• _ARTICOLO SELEZIONATO_
--------

4 NOVEMBRE 1918: LA VITTORIA DELLA STUPIDITA’ UMANA

Eliminata la vuota retorica bellicista, questa data andrebbe considerata non di festa, ma di pianto e lutto.


di Maria Teresa D’Antea

Ringraziamo la carissima amica Maria Teresa D’Antea per averci inviato questo suo articolo sul 4 novembre, pubblicato già da Toscana Oggi-Confronto con il titolo “4 novembre 1918: la vittoria della stupidità umana”
 
Ha creato molta maretta la proposta di una signora parlamentare che vorrebbe trasformare il 4 novembre in un giorno di festa nazionale. Provo sempre un misto di grande imbarazzo, stupore e dispiacere quando ad inneggiare alle vittorie di guerra si fanno avanti le donne, perché penso che, avendo ricevuto dal Creatore il privilegio di donare la vita, dovrebbero avere in orrore una spaventosa macchina di morte quale è la guerra. Ma, ahimè, non è così. I primi a rispondere alla proposta della parlamentare sono stati Pax Christi e il Movimento nonviolento. E lo hanno fatto nel modo e nei termini che caratterizzano gli autentici operatori di pace, senza polemica e aggressività, ma con la pacatezza e l’autorevolezza di chi, nel dialogo con l’altro, usa la ragione, pronto a riconoscerne altrettanta all’interlocutore.
Pax Christi e Movimento nonviolento hanno posto l’accento soprattutto sulla stanca e vecchia retorica riproposta ogni anno il 4 novembre, una retorica con cui si tirano fuori parole, come per esempio patria, che i giovani non sentono più, essendo nati in un’epoca in cui le patrie sono state superate dalla velocissima globalizzazione del mondo. I giovani sanno ormai di appartenere a una sola patria, quella della comune famiglia umana. Un’altra parola molto ammuffita, messa al bando dai due movimenti per la pace, è vittoria, dal momento che in una carneficina folle quale fu la prima guerra mondiale, non si può parlare di vittoria, ma di vicendevole demenziale massacro. Una terza parola messa in discussione è la parola eroi, attribuita alle vittime diciassettenni, diciottenni o poco più che ventenni, ignare dei giochi di potere e di profitto sopra le loro teste e fatte macellare senza scrupolo. Chiamare eroi quei giovani ingannati dalla propaganda bellicista è prenderli in giro due volte, sbeffeggiarli ancora dopo averne fatto strage come polli per il mercato. Sono solo povere vittime innocenti a cui si dovrebbe, in questo giorno di lutto e di pianto, chiedere perdono.

--------

• _MATERIALE ESTRATTO_
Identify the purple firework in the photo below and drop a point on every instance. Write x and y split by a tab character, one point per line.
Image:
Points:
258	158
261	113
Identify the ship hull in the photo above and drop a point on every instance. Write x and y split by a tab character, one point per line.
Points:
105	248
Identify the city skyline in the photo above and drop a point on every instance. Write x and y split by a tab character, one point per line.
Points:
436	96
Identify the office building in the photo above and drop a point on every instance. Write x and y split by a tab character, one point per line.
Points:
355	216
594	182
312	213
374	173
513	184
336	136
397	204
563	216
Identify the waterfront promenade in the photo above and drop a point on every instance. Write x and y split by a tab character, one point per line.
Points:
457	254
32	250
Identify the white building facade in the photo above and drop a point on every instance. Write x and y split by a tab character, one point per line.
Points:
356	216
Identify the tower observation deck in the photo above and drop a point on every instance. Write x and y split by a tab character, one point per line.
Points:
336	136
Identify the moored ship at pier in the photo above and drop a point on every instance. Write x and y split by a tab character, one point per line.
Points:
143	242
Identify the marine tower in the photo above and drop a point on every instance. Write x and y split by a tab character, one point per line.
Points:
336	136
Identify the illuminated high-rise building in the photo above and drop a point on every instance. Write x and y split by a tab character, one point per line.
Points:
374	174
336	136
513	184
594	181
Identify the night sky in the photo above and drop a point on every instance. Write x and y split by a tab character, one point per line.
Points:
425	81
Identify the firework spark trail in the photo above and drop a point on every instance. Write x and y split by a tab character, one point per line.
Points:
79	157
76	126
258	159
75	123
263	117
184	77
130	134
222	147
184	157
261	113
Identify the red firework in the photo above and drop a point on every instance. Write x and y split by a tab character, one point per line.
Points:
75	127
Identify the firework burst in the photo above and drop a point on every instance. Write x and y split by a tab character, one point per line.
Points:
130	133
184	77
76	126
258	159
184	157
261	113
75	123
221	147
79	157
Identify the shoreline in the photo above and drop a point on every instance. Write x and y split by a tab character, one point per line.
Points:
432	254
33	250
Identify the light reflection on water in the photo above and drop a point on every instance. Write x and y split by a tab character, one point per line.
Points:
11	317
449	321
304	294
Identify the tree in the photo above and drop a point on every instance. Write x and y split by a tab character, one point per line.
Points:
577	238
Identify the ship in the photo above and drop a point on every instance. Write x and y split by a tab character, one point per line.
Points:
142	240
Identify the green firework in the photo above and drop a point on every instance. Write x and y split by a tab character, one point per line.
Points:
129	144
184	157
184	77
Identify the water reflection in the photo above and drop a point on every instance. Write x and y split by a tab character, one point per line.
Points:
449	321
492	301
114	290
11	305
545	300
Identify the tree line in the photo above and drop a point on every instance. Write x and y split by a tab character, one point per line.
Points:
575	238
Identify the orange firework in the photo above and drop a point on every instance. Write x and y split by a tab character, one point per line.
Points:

--------

• _RICHIESTA_
Riporti per intero l'articolo sul 4 novembre 1918, senza alterarne alcuna parola.

• _RISULTATO_
4 NOVEMBRE 1918: LA VITTORIA DELLA STUPIDITA’ UMANA

Eliminata la vuota retorica bellicista, questa data andrebbe considerata non di festa, ma di pianto e lutto.


di Maria Teresa D’Antea

Ringraziamo la carissima amica Maria Teresa D’Antea per averci inviato questo suo articolo sul 4 novembre, pubblicato già da Toscana Oggi-Confronto con il titolo “4 novembre 1918: la vittoria della stupidità umana”
 
Ha creato molta maretta la proposta di una signora parlamentare che vorrebbe trasformare il 4 novembre in un giorno di festa nazionale. Provo sempre un misto di grande imbarazzo, stupore e dispiacere quando ad inneggiare alle vittorie di guerra si fanno avanti le donne, perché penso che, avendo ricevuto dal Creatore il privilegio di donare la vita, dovrebbero avere in orrore una spaventosa macchina di morte quale è la guerra. Ma, ahimè, non è così. I primi a rispondere alla proposta della parlamentare sono stati Pax Christi e il Movimento nonviolento. E lo hanno fatto nel modo e nei termini che caratterizzano gli autentici operatori di pace, senza polemica e aggressività, ma con la pacatezza e l’autorevolezza di chi, nel dialogo con l’altro, usa la ragione, pronto a riconoscerne altrettanta all’interlocutore.
Pax Christi e Movimento nonviolento hanno posto l’accento soprattutto sulla stanca e vecchia retorica riproposta ogni anno il 4 novembre, una retorica con cui si tirano fuori parole, come per esempio patria, che i giovani non sentono più, essendo nati in un’epoca in cui le patrie sono state superate dalla velocissima globalizzazione del mondo. I giovani sanno ormai di appartenere a una sola patria, quella della comune famiglia umana. Un’altra parola molto ammuffita, messa al bando dai due movimenti per la pace, è vittoria, dal momento che in una carneficina folle quale fu la prima guerra mondiale, non si può parlare di vittoria, ma di vicendevole demenziale massacro. Una terza parola messa in discussione è la parola eroi, attribuita alle vittime diciassettenni, diciottenni o poco più che ventenni, ignare dei giochi di potere e di profitto sopra le loro teste e fatte macellare senza scrupolo. Chiamare eroi quei giovani ingannati dalla propaganda bellicista è prenderli in giro due volte, sbeffeggiarli ancora dopo averne fatto strage come polli per il mercato. Sono solo povere vittime innocenti a cui si dovrebbe, in questo giorno di lutto e di pianto, chiedere perdono.